Task instructions: Repeat the listing in full, exactly as it stands.

Records to use:

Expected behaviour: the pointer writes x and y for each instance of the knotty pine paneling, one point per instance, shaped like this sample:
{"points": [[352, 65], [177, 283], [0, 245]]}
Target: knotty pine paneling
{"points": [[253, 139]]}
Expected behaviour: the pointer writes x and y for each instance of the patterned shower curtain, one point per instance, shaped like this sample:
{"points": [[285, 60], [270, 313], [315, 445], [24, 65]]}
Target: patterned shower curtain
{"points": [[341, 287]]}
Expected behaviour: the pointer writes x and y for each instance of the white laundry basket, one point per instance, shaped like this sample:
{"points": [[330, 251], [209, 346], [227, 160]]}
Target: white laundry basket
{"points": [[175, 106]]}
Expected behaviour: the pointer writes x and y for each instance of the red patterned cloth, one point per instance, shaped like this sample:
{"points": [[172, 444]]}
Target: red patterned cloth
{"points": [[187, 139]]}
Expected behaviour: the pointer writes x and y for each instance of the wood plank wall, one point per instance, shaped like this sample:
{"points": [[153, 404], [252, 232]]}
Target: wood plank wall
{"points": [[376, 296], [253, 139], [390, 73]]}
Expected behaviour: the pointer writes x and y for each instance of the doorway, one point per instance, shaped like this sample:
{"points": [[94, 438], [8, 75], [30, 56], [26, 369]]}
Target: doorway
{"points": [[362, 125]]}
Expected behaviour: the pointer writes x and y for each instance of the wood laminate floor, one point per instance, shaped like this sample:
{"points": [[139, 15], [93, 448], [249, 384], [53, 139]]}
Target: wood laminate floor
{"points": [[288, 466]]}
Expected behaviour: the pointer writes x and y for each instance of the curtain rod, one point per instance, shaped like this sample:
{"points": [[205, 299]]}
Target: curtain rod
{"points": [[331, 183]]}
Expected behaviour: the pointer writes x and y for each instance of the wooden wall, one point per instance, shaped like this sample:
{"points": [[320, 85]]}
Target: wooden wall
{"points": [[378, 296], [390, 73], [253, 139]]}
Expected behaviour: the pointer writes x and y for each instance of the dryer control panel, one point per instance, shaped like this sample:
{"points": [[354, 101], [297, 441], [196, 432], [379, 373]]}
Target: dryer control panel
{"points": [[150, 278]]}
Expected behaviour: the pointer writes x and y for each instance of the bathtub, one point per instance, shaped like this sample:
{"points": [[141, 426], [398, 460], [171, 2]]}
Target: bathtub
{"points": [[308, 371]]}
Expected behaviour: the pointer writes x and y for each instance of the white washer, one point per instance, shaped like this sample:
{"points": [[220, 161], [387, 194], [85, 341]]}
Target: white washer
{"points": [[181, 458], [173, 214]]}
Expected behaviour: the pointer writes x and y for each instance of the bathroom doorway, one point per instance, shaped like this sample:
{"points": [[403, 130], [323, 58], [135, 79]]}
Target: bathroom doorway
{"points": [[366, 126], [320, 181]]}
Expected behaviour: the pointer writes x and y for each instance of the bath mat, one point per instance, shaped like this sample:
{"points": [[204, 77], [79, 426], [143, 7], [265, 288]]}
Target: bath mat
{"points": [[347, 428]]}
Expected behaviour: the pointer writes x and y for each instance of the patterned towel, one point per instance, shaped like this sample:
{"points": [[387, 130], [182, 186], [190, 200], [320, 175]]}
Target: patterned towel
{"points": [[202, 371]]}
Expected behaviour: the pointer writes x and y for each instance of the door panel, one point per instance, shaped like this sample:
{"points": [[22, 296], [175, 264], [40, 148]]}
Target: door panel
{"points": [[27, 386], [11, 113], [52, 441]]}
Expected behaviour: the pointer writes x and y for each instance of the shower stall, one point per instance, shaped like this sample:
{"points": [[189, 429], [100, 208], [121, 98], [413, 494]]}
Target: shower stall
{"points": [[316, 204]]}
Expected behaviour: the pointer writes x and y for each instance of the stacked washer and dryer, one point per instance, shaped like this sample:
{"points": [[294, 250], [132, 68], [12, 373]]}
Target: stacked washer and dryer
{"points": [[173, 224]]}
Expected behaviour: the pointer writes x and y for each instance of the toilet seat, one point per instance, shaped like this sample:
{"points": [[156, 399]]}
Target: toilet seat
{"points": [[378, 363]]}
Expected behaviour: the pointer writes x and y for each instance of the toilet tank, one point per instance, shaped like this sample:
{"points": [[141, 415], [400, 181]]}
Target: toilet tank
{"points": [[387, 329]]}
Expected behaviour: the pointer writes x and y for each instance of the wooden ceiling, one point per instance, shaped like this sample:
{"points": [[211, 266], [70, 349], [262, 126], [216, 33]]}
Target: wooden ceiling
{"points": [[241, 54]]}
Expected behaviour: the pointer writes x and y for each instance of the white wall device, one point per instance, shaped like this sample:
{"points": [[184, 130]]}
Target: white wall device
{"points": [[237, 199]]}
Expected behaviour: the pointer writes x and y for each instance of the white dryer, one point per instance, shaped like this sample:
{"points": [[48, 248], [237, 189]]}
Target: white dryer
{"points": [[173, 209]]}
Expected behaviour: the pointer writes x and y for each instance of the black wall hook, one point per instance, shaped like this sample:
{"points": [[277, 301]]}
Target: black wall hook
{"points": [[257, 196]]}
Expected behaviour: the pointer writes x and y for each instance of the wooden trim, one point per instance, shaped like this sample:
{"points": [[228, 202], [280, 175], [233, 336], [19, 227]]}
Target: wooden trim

Written response:
Expected behaviour: the pointer writes x and y for each instance of the knotty pine paneling, one point per instance, shaped like this sample:
{"points": [[352, 65], [177, 283], [0, 245]]}
Target: knotty pine paneling
{"points": [[253, 139]]}
Expected behaviour: the pointer writes x and y for each instance of the patterned shower curtain, one point per instance, shaped like this sample:
{"points": [[285, 60], [270, 313], [315, 445], [24, 65]]}
Target: patterned shower curtain
{"points": [[341, 287]]}
Expected behaviour: the pointer writes x and y for each instance of the white laundry basket, one point per instance, shaped like this sample:
{"points": [[330, 251], [209, 346], [227, 160]]}
Target: white laundry basket
{"points": [[175, 106]]}
Expected behaviour: the pointer writes x and y for each instance of the red patterned cloth, one point per instance, shaped like this sample:
{"points": [[172, 444]]}
Target: red patterned cloth
{"points": [[187, 139]]}
Expected behaviour: the pointer writes x and y for each instance of the wood plank wall, one point per instance, shaped like this sample:
{"points": [[153, 404], [252, 232]]}
Target: wood plank wall
{"points": [[376, 296], [253, 139], [390, 73]]}
Expected behaviour: the pointer writes x and y for each instance of the doorway, one point per instance, shaped like this sample:
{"points": [[94, 438], [8, 75], [30, 56], [26, 369]]}
Target: doorway
{"points": [[362, 125]]}
Expected behaviour: the pointer writes x and y for each instance of the wood laminate floor, one point per instance, shaped like this sample:
{"points": [[139, 15], [93, 448], [249, 384], [53, 139]]}
Target: wood laminate floor
{"points": [[288, 466]]}
Expected behaviour: the pointer writes x and y for each instance of the curtain rod, one point per instance, shaped like this sample:
{"points": [[205, 299]]}
Target: curtain rod
{"points": [[331, 183]]}
Expected behaviour: the pointer writes x and y for each instance of the wooden wall, one point per instance, shaped like this sample:
{"points": [[320, 85]]}
Target: wooden wall
{"points": [[378, 296], [390, 73], [253, 139]]}
Expected behaviour: the pointer writes x and y for each instance of the dryer control panel, one point per instance, shaped like this sample:
{"points": [[354, 101], [297, 441], [196, 432], [379, 373]]}
Target: dryer control panel
{"points": [[150, 278]]}
Expected behaviour: the pointer writes x and y for each instance of the bathtub, one point per instance, shaped like this sample:
{"points": [[141, 426], [398, 460], [171, 2]]}
Target: bathtub
{"points": [[308, 371]]}
Expected behaviour: the pointer writes x and y for each instance of the white washer, one point per instance, shaped like this sample:
{"points": [[220, 161], [387, 194], [85, 341]]}
Target: white washer
{"points": [[181, 458], [173, 214]]}
Expected behaviour: the pointer writes x and y for each instance of the bathroom doorway, one point per instance, shaped like this sample:
{"points": [[403, 130], [323, 58], [135, 79]]}
Target: bathroom doorway
{"points": [[366, 126], [320, 181]]}
Expected behaviour: the pointer writes x and y for each instance of the bath mat, one point per instance, shaped like this sample:
{"points": [[204, 77], [79, 426], [143, 7], [265, 288]]}
Target: bath mat
{"points": [[347, 428]]}
Expected behaviour: the pointer writes x and y for each instance of the patterned towel, one point per instance, shaped like this sample:
{"points": [[387, 130], [182, 186], [190, 200], [320, 175]]}
Target: patterned towel
{"points": [[202, 371]]}
Expected behaviour: the pointer writes x and y for each instance of the door panel, one point per instance, shaped like this sample:
{"points": [[22, 296], [175, 264], [40, 148]]}
Target: door panel
{"points": [[27, 386], [11, 113], [52, 441]]}
Expected behaviour: the pointer writes x and y for each instance of the shower stall, one point per instance, shaped like this sample:
{"points": [[189, 429], [100, 208], [121, 98], [413, 494]]}
Target: shower stall
{"points": [[316, 204]]}
Expected behaviour: the pointer writes x and y for each instance of the stacked washer and dryer, one point per instance, shaped like this sample:
{"points": [[294, 250], [132, 68], [12, 373]]}
Target: stacked washer and dryer
{"points": [[173, 224]]}
Expected behaviour: the pointer writes x and y for each instance of the toilet seat, one point per instance, shaped like this sample:
{"points": [[156, 399]]}
Target: toilet seat
{"points": [[378, 363]]}
Expected behaviour: the pointer writes x and y for each instance of the toilet tank, one point per instance, shaped like this sample:
{"points": [[141, 415], [400, 181]]}
Target: toilet tank
{"points": [[387, 329]]}
Expected behaviour: the pointer writes x and y for each instance of the wooden ceiling, one point per instance, shaped like this sample:
{"points": [[211, 266], [70, 349], [262, 126], [216, 33]]}
Target: wooden ceiling
{"points": [[241, 54]]}
Expected behaviour: the pointer writes x and y for each instance of the white wall device, one point per instance, shaped like this sample:
{"points": [[184, 130]]}
Target: white wall device
{"points": [[237, 199]]}
Expected behaviour: the pointer writes x and y for each instance of the white dryer, one point per instance, shaped like this sample:
{"points": [[48, 248], [237, 189]]}
Target: white dryer
{"points": [[173, 209]]}
Expected behaviour: the pointer writes x and y for each instance of the black wall hook, one point per instance, shaped like this sample:
{"points": [[277, 301]]}
Target: black wall hook
{"points": [[257, 196]]}
Expected behaviour: the pointer writes x and y for each instance of the wooden trim, one point per instance, shaped like this sample:
{"points": [[228, 202], [280, 175], [233, 336], [19, 227]]}
Target: wooden trim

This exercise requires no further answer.